Convert all of the material below into a Markdown table with the columns Row and Line. Number each line in order and omit any blank lines.

+++ Dataset excerpts +++

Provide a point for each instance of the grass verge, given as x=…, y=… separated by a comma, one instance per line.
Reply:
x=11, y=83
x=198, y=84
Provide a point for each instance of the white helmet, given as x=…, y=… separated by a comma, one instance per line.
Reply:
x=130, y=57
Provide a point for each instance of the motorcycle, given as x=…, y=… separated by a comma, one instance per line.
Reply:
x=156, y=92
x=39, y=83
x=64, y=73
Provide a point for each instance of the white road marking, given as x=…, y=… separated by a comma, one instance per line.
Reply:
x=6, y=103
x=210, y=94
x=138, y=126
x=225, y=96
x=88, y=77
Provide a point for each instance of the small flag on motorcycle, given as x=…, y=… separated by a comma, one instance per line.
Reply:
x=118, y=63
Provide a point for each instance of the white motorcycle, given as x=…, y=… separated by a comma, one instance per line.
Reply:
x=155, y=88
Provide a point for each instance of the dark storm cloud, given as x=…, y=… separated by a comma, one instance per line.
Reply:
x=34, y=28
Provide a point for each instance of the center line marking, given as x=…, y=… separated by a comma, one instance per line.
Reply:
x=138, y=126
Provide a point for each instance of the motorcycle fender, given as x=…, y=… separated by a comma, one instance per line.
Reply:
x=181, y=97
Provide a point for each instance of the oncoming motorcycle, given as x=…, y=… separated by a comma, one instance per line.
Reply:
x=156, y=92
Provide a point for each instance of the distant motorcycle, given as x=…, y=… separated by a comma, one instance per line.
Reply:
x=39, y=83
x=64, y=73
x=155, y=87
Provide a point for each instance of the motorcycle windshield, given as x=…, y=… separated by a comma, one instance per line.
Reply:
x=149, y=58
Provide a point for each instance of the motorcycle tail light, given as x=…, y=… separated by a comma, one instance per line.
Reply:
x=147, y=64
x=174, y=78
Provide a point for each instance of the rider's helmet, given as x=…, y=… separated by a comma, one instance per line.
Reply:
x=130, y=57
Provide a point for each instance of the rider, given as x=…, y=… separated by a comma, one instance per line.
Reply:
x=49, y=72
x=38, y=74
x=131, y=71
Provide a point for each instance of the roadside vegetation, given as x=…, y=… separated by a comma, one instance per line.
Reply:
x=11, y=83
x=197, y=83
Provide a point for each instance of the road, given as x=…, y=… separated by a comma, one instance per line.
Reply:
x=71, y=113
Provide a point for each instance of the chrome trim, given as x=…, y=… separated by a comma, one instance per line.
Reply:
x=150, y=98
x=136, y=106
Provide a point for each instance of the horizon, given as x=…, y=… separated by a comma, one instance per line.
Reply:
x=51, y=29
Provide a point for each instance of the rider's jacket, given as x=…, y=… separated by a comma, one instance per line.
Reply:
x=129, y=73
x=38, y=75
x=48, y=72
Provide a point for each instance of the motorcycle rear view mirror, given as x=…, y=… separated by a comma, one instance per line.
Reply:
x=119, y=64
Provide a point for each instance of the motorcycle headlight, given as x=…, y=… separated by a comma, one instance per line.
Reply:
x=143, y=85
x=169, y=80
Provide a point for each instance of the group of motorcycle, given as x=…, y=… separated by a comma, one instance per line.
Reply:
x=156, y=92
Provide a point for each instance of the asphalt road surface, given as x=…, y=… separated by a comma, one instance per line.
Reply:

+++

_Final answer_
| Row | Line |
|---|---|
| 1 | Provide a point for each instance of the grass verge, given as x=…, y=… separated by a comma, one instance per line. |
| 2 | Reply: |
| 3 | x=11, y=83 |
| 4 | x=198, y=84 |
| 5 | Provide a point for each instance of the white helmet, given as x=…, y=… separated by a comma, one instance per line. |
| 6 | Reply: |
| 7 | x=130, y=57 |
| 8 | Provide a point for each instance of the motorcycle, given as x=…, y=… separated by a comma, one instance per line. |
| 9 | Reply: |
| 10 | x=156, y=92 |
| 11 | x=39, y=83 |
| 12 | x=64, y=73 |
| 13 | Provide a point for each instance of the white road marking, given as x=…, y=… separated by a comma, one instance per line. |
| 14 | Reply: |
| 15 | x=6, y=103 |
| 16 | x=210, y=94 |
| 17 | x=138, y=126 |
| 18 | x=225, y=96 |
| 19 | x=88, y=77 |
| 20 | Provide a point for each instance of the small flag on motorcycle, given as x=…, y=… separated by a comma, one instance per line. |
| 21 | Reply: |
| 22 | x=118, y=63 |
| 23 | Provide a point for each instance of the white motorcycle, given as x=…, y=… separated by a comma, one instance per line. |
| 24 | Reply: |
| 25 | x=155, y=88 |
| 26 | Provide a point for each instance of the dark storm cloud, given as x=…, y=… separated by a comma, one instance per line. |
| 27 | Reply: |
| 28 | x=34, y=28 |
| 29 | Provide a point for each instance of the center line marking, given as x=…, y=… separated by a comma, one instance per line. |
| 30 | Reply: |
| 31 | x=138, y=126 |
| 32 | Provide a point for each instance of the motorcycle fender, given as x=…, y=… separated by a comma, one instance per line. |
| 33 | Reply: |
| 34 | x=181, y=97 |
| 35 | Provide a point for each instance of the oncoming motorcycle, given as x=…, y=… separated by a comma, one instance per line. |
| 36 | Reply: |
| 37 | x=156, y=92 |
| 38 | Provide a point for each instance of the distant motorcycle, given as x=…, y=… separated by a comma, one instance per line. |
| 39 | Reply: |
| 40 | x=39, y=83 |
| 41 | x=64, y=73 |
| 42 | x=155, y=87 |
| 43 | Provide a point for each instance of the motorcycle windshield, given as x=…, y=… separated by a comma, one instance per line. |
| 44 | Reply: |
| 45 | x=149, y=58 |
| 46 | Provide a point for each instance of the motorcycle tail light, given as x=…, y=… separated by a comma, one instance per line. |
| 47 | Reply: |
| 48 | x=147, y=64 |
| 49 | x=174, y=78 |
| 50 | Provide a point for each instance of the rider's helmet, given as x=…, y=… separated by a comma, one instance per line. |
| 51 | Reply: |
| 52 | x=130, y=57 |
| 53 | Provide a point for each instance of the rider, given as x=…, y=… separated by a comma, one instance per line. |
| 54 | Reply: |
| 55 | x=49, y=72 |
| 56 | x=38, y=74 |
| 57 | x=131, y=71 |
| 58 | Provide a point for each instance of the roadside vegetation, given as x=…, y=… separated by a comma, one instance per line. |
| 59 | Reply: |
| 60 | x=11, y=83 |
| 61 | x=197, y=83 |
| 62 | Provide a point for each instance of the road, given as x=…, y=… separated by a comma, one instance per line. |
| 63 | Reply: |
| 64 | x=71, y=113 |
| 65 | Provide a point for each instance of the chrome trim, given as x=…, y=… separated by a comma, one instance per line. |
| 66 | Reply: |
| 67 | x=150, y=98 |
| 68 | x=136, y=106 |
| 69 | Provide a point for each instance of the horizon, given as x=…, y=… separated by a comma, one instance per line. |
| 70 | Reply: |
| 71 | x=51, y=29 |
| 72 | Provide a point for each instance of the rider's jacket, given as x=…, y=… separated by a comma, one instance per line. |
| 73 | Reply: |
| 74 | x=129, y=73 |
| 75 | x=38, y=75 |
| 76 | x=48, y=72 |
| 77 | Provide a point for each instance of the motorcycle rear view mirror, given as x=…, y=… separated by a comma, one instance per line. |
| 78 | Reply: |
| 79 | x=119, y=64 |
| 80 | Provide a point for each instance of the motorcycle headlight, given as x=…, y=… separated by a comma, one instance per line. |
| 81 | Reply: |
| 82 | x=143, y=85 |
| 83 | x=169, y=80 |
| 84 | Provide a point for each instance of the group of motorcycle, given as x=…, y=… separated by a comma, one instance per line. |
| 85 | Reply: |
| 86 | x=156, y=92 |
| 87 | Provide a point for each instance of the asphalt road surface, given as x=…, y=… separated by a comma, one instance per line. |
| 88 | Reply: |